[Data excerpts]

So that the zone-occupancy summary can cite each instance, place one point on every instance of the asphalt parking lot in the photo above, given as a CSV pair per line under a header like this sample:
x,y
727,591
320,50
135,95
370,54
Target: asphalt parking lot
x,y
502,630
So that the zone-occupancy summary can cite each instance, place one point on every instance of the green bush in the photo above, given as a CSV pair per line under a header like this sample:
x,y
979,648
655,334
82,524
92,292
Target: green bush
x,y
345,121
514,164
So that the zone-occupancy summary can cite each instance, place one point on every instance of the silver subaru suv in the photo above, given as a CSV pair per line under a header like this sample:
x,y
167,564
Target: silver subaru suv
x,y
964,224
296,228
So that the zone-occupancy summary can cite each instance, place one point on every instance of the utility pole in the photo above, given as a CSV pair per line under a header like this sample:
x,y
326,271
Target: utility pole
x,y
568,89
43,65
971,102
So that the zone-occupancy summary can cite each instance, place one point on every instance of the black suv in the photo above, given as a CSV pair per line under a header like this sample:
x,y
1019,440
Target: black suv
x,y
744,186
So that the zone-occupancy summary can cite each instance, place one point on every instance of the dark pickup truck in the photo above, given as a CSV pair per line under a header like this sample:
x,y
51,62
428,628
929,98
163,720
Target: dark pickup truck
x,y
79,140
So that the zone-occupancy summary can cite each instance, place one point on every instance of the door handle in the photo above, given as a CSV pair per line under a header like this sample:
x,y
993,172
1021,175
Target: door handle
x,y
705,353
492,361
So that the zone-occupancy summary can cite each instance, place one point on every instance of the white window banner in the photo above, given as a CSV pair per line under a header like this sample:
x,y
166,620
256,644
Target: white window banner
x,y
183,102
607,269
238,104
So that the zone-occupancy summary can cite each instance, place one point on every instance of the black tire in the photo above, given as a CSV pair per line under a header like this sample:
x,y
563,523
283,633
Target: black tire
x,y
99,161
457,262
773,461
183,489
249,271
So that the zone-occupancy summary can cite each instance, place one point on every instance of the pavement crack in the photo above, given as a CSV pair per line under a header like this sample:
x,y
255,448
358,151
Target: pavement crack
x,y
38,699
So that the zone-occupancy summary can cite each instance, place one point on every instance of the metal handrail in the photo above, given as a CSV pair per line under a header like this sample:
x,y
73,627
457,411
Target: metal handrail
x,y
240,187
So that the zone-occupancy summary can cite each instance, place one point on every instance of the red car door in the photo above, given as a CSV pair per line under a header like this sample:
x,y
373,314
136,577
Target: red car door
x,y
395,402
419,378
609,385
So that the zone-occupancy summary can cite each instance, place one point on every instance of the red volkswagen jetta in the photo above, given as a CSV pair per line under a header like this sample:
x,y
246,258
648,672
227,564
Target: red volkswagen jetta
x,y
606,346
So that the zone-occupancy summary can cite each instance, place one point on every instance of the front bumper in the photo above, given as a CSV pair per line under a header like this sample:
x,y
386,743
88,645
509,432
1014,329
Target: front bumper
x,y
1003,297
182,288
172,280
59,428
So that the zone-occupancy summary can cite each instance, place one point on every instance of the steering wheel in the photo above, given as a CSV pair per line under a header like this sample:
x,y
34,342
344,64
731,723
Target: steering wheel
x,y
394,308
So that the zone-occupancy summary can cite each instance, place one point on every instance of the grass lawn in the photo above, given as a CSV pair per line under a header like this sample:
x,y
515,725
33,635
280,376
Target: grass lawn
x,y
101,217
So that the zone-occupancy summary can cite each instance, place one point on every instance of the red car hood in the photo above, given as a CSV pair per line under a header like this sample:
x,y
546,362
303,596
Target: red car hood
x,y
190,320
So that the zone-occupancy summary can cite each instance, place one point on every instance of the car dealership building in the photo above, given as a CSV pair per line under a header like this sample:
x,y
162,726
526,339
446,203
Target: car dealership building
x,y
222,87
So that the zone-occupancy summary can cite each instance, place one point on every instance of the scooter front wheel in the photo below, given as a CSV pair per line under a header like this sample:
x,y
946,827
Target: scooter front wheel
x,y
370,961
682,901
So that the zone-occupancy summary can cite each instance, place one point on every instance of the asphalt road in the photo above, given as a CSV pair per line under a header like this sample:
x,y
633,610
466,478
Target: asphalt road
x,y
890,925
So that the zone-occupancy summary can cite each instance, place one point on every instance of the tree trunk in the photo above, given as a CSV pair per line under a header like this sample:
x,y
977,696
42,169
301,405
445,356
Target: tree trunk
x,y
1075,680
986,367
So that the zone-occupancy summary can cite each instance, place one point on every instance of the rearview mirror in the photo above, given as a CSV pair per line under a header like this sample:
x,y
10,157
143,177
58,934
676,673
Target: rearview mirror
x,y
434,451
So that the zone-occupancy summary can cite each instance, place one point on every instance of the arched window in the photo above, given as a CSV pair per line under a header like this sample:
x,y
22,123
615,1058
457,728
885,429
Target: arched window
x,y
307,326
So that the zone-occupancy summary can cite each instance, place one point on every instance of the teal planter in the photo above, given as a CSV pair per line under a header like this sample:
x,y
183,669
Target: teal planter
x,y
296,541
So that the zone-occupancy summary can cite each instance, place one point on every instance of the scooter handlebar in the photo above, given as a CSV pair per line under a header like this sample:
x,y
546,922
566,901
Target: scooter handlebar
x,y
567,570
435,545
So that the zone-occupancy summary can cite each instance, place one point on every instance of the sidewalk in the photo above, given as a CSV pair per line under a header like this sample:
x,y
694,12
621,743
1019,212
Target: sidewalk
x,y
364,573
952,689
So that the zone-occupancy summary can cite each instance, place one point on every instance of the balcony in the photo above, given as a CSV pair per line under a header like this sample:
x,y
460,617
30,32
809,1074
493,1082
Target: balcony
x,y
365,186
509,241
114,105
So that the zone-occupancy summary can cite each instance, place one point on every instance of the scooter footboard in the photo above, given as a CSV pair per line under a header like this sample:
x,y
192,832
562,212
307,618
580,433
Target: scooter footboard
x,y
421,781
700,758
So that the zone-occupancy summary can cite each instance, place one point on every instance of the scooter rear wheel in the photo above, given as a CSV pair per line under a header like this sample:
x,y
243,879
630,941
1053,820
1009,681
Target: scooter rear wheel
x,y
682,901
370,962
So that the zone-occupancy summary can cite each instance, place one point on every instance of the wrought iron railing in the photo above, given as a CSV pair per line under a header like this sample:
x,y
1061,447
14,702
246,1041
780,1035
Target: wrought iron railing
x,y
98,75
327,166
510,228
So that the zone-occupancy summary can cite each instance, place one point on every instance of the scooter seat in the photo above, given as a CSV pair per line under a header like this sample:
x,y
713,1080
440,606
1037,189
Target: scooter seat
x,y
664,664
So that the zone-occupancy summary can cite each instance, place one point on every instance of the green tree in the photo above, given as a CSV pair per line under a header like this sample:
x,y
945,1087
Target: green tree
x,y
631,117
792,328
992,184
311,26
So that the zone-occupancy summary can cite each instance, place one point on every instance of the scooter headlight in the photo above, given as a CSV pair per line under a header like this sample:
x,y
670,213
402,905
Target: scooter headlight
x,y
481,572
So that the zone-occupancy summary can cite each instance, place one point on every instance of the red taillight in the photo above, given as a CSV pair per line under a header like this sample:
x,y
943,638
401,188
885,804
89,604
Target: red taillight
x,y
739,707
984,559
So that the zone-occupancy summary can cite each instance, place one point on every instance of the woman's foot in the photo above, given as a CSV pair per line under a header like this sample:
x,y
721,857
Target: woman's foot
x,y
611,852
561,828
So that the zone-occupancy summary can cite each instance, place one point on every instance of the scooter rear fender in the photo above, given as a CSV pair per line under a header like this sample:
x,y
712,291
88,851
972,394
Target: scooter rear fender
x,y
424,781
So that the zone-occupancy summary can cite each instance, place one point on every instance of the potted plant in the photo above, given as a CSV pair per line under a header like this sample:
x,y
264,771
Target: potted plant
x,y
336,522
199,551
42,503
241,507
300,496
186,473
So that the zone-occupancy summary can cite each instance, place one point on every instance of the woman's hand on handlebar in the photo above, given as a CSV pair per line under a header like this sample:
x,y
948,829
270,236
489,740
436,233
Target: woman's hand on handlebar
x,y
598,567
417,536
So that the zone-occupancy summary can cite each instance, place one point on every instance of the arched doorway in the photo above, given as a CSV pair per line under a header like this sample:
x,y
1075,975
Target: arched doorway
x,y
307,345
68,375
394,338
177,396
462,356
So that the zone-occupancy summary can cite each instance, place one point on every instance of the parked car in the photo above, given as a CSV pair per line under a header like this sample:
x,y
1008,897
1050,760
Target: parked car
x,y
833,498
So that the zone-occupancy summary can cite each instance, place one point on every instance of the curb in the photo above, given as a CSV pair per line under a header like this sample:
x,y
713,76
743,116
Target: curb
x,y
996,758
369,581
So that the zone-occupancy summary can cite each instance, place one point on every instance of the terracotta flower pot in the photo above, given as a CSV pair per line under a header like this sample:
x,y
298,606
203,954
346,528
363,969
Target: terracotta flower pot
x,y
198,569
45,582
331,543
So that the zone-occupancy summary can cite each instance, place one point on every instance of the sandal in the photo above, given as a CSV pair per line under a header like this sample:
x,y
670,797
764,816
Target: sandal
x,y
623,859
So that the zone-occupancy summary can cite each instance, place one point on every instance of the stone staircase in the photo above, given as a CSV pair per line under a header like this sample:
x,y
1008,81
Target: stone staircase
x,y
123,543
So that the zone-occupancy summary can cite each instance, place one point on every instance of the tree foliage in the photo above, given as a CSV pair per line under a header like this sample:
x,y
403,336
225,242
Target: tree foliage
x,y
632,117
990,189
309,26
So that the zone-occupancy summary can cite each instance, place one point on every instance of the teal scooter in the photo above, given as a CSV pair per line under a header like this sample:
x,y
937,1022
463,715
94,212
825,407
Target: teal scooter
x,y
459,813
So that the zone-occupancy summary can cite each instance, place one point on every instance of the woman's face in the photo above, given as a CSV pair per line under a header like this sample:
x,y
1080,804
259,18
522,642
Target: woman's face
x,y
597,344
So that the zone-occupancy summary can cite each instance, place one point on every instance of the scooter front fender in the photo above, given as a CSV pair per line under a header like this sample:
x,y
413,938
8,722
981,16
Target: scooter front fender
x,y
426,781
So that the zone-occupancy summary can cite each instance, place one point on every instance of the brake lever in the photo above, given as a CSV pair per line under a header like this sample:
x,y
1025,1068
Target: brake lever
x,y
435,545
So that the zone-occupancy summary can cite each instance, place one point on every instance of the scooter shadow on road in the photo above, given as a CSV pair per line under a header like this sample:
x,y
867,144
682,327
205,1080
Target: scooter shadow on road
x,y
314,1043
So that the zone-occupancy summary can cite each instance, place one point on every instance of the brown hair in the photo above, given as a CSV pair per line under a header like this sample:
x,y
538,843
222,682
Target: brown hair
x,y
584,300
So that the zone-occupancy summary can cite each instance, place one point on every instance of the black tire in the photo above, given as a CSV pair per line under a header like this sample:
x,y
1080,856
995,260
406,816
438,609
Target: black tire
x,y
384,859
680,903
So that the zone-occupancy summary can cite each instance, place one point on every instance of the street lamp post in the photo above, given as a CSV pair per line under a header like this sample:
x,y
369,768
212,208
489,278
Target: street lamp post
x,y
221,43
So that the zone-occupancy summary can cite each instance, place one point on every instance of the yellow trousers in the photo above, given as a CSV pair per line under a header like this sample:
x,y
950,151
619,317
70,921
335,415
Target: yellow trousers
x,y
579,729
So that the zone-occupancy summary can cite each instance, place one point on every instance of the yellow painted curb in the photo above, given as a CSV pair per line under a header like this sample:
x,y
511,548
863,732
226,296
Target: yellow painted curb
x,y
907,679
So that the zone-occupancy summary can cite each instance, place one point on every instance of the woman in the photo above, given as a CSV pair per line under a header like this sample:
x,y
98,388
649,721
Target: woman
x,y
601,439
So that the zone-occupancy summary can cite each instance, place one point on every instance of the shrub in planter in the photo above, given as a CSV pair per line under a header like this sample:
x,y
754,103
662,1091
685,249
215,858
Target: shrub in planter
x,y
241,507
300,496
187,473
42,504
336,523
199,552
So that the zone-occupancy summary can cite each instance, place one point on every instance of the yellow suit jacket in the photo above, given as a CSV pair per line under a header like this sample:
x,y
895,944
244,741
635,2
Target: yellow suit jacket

== TASK REQUIREMENTS ==
Search the records for the string "suit" and, wherever a line contains it, please copy that line.

== EXPECTED OUTPUT ==
So that the zone-occupancy summary can cite each instance, place one point on every instance of the yellow suit jacket in the photo above, given as a CSV pair per line under a header like this sample:
Target: yellow suit jacket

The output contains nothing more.